Objective —
Locate every line below that contains the string "trunk" and copy each one out in full. Treat case as significant.

──────────────────────────────

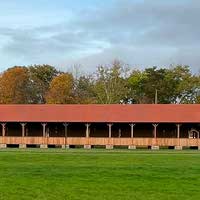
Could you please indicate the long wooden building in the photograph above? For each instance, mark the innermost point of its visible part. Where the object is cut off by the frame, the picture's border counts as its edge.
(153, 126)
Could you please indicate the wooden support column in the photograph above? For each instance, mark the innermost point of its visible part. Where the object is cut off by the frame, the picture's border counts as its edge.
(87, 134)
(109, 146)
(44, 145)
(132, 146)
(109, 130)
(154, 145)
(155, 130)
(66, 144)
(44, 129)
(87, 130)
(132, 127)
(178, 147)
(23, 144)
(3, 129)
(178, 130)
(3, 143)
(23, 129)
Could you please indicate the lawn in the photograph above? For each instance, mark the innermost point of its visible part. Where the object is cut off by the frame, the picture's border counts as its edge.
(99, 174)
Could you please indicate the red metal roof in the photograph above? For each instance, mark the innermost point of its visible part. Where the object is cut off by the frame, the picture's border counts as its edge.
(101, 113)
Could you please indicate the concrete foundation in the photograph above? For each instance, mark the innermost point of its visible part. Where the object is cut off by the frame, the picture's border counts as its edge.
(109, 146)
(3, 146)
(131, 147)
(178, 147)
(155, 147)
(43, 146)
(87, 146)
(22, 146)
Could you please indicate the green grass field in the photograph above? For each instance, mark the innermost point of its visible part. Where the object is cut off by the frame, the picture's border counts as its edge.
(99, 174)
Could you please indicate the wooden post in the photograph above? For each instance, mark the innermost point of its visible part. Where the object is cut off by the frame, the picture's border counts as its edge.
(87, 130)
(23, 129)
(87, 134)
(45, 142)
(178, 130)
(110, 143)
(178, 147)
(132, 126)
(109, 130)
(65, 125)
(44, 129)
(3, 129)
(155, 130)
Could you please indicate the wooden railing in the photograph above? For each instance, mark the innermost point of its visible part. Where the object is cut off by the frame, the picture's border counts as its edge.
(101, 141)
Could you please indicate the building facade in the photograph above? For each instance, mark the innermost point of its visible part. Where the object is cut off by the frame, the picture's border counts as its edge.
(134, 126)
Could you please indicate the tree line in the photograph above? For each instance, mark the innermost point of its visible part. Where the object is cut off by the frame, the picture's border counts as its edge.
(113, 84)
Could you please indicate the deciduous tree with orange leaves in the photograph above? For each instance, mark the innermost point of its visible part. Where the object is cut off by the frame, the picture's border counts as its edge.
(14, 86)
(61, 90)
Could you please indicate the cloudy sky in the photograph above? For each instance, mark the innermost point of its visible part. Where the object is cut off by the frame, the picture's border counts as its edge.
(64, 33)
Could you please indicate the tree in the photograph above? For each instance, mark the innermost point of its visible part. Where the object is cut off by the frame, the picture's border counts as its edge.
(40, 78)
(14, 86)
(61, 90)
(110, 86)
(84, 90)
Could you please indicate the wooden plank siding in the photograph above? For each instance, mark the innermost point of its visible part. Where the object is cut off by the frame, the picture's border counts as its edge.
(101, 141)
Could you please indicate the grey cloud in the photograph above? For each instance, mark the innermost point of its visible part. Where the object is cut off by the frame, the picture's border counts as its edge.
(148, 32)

──────────────────────────────

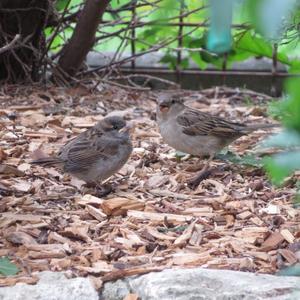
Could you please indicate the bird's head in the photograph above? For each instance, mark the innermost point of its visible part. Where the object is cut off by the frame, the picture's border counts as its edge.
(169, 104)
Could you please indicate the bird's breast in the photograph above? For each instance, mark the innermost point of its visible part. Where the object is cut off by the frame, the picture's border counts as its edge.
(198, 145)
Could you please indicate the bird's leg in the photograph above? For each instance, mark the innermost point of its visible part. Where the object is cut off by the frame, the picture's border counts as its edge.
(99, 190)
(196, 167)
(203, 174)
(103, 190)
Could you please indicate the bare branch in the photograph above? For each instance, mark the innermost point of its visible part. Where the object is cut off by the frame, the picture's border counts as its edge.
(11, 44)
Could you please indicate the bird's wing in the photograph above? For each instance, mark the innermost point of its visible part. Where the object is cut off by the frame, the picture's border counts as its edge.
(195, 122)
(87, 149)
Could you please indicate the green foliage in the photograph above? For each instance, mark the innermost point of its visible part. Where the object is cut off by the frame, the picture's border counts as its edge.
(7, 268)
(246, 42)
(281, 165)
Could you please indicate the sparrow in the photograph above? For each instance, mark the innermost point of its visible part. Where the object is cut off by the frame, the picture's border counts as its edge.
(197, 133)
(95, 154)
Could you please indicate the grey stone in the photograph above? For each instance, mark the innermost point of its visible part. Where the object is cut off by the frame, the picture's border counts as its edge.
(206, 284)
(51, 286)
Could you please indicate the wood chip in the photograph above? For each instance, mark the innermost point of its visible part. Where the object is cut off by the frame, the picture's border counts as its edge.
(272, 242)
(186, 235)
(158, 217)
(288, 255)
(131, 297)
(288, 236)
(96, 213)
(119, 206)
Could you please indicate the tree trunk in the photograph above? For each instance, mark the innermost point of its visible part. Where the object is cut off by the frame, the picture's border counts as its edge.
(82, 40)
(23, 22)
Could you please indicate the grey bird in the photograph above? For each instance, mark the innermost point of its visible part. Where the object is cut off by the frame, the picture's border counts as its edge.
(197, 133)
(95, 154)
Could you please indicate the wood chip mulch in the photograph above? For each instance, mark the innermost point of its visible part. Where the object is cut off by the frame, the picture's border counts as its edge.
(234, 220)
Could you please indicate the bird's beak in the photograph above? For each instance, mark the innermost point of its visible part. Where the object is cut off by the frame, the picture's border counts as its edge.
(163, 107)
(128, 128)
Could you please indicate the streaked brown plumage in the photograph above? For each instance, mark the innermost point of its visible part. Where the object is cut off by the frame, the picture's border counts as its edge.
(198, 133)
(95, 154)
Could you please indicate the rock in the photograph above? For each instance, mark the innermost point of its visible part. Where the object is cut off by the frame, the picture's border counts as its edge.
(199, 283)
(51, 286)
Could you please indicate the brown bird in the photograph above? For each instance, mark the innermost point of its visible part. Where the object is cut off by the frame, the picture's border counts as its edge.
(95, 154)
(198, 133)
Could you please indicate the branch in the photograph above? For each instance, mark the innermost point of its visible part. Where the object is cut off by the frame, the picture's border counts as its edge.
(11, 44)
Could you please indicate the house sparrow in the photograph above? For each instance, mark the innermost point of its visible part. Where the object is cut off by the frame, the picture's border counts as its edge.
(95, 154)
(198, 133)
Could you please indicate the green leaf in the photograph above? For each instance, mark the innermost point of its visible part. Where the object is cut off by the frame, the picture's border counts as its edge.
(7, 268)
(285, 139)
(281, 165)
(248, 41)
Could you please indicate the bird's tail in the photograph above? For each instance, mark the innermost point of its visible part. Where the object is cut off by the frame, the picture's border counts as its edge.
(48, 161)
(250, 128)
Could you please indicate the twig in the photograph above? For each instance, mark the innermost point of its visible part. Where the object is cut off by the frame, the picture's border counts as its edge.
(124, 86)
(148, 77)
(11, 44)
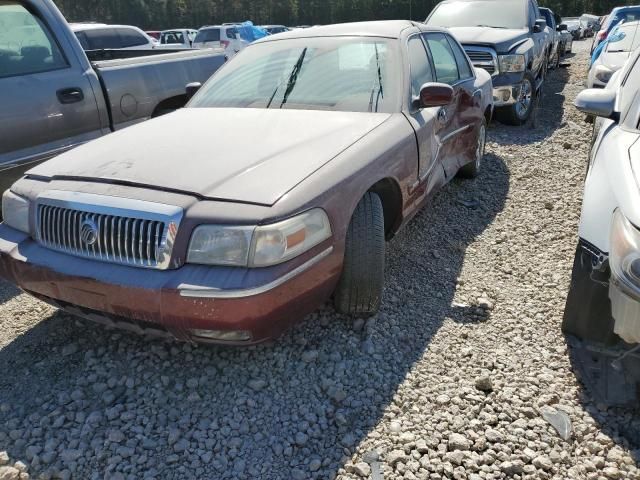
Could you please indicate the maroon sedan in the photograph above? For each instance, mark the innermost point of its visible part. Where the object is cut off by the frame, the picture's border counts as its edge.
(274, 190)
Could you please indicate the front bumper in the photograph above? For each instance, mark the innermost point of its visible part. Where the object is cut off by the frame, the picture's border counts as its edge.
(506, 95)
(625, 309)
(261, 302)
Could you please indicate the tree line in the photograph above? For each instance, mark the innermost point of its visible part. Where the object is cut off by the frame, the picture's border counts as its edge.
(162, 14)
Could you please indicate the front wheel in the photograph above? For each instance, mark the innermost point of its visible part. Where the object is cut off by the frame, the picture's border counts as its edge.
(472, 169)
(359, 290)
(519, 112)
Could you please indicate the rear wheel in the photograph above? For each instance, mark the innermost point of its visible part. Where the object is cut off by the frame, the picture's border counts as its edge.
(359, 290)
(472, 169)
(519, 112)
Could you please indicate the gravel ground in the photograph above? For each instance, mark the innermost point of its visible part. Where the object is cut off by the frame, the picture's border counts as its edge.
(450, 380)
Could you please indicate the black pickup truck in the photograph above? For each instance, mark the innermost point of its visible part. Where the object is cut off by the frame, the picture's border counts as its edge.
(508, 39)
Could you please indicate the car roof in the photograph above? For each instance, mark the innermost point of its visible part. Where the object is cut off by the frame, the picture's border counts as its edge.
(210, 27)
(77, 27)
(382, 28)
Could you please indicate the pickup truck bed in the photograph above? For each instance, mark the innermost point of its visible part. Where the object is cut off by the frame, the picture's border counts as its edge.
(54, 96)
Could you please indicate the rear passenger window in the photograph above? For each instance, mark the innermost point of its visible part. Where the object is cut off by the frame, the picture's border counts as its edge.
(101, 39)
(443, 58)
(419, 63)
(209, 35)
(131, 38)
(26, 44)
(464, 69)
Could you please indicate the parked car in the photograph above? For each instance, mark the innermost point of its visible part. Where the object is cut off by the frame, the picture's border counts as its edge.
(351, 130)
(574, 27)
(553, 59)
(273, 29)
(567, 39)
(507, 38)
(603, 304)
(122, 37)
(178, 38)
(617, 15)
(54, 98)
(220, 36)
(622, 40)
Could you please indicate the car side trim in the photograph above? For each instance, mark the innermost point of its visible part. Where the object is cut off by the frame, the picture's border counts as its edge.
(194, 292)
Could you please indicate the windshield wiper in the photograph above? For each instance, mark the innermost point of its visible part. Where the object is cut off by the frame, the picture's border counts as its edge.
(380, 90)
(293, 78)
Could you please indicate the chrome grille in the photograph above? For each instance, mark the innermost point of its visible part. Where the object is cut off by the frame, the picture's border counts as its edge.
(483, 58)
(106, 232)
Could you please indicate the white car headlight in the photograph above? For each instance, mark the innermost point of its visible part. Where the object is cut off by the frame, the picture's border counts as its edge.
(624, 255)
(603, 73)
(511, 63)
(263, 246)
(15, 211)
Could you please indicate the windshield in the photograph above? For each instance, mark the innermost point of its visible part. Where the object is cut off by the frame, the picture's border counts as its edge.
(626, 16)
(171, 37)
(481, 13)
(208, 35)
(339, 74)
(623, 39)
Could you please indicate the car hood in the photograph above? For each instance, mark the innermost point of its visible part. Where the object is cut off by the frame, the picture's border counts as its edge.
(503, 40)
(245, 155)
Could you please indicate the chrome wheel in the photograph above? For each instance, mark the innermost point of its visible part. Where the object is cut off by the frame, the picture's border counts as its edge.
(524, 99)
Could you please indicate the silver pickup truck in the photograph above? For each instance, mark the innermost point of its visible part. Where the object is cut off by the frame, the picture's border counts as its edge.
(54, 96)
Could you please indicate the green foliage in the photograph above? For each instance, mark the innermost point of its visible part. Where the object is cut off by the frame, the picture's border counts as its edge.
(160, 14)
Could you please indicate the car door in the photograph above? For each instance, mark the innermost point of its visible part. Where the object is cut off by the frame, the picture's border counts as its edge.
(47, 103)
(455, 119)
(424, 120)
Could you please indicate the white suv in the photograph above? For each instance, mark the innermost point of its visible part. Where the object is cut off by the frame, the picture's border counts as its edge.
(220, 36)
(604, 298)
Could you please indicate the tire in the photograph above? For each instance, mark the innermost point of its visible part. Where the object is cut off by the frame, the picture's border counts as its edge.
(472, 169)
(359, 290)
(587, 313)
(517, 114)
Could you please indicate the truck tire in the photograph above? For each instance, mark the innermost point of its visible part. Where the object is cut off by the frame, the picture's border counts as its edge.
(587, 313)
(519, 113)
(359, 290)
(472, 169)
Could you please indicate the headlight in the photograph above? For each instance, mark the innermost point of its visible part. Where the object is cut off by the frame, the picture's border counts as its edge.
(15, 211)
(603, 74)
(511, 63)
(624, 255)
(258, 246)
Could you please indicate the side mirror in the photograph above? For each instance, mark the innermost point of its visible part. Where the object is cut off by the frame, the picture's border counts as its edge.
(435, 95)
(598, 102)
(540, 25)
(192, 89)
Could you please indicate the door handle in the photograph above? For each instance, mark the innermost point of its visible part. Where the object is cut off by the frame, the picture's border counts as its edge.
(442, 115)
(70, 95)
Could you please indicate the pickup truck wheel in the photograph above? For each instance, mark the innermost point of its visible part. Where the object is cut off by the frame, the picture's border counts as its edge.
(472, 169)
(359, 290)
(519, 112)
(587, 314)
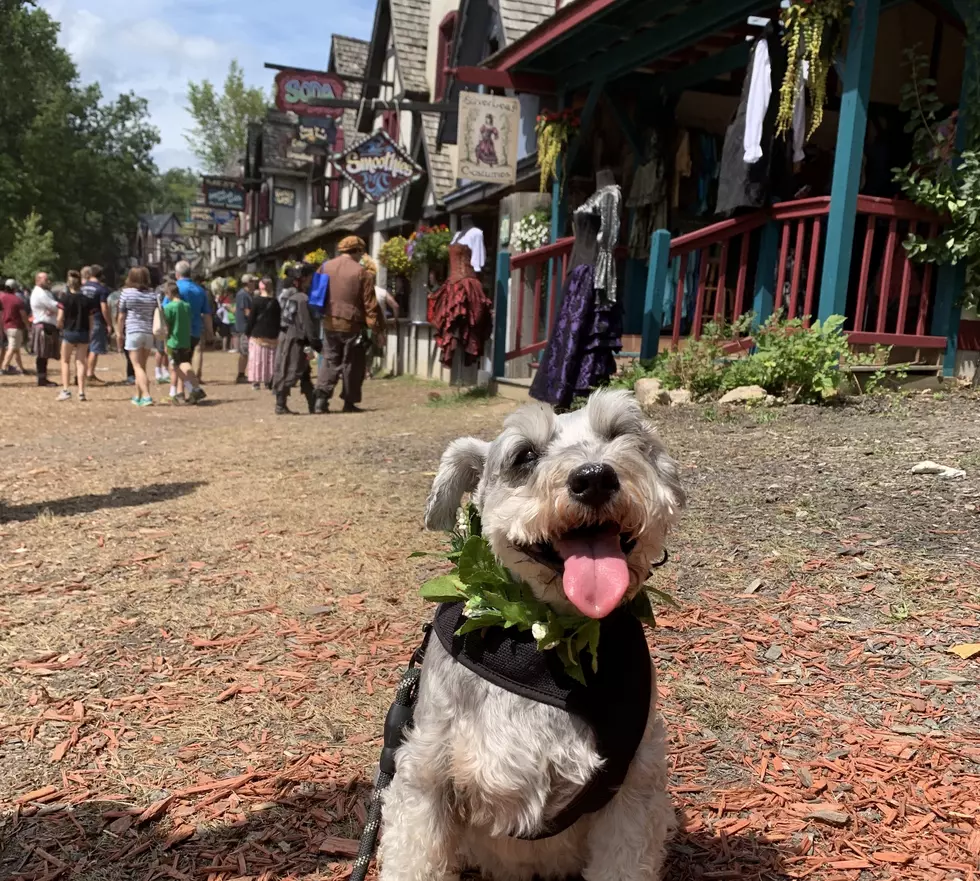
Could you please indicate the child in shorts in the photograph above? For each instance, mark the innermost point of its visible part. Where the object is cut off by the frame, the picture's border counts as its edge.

──────────────────────────────

The reply —
Could you please indicate the tree trunk in the photograph above? For each instance, mark the innermost point of its visible part. Where the object is cut off by the frame, the picture's border counts as its edge.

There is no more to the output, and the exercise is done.